Data records:
# # # # # # #

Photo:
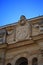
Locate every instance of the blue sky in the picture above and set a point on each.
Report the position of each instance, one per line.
(11, 10)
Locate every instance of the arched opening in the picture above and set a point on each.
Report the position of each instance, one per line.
(35, 61)
(22, 61)
(9, 64)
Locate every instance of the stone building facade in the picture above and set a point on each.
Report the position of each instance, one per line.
(21, 43)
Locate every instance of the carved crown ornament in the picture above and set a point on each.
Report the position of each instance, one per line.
(22, 20)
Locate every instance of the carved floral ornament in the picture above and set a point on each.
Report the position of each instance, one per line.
(22, 20)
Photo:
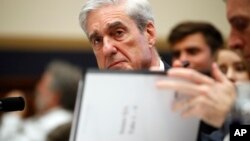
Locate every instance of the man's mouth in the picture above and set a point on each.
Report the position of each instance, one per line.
(115, 64)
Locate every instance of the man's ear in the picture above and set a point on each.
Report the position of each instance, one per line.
(150, 33)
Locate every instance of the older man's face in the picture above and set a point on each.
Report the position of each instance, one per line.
(116, 40)
(238, 14)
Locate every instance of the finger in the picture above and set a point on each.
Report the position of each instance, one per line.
(196, 107)
(190, 75)
(217, 74)
(177, 64)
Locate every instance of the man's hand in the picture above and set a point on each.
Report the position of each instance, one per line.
(211, 99)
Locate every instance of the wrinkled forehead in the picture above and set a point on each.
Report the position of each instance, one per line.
(238, 7)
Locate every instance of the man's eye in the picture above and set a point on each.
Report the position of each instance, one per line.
(118, 33)
(193, 51)
(96, 41)
(240, 24)
(240, 67)
(223, 68)
(176, 54)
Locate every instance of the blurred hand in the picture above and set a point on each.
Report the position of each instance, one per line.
(211, 99)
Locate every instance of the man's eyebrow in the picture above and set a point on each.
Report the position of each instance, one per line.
(114, 24)
(92, 35)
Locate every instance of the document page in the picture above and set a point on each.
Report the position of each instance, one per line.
(129, 107)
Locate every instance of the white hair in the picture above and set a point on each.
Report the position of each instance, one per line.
(139, 10)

# # # # # # #

- **What is required**
Show each line of the records above containing "carved".

- **Answer to this exercise**
Locate every instance of the carved crown ornament in the picture above and set a point on each.
Locate every instance of the carved floral ornament in the picture above and set a point on each.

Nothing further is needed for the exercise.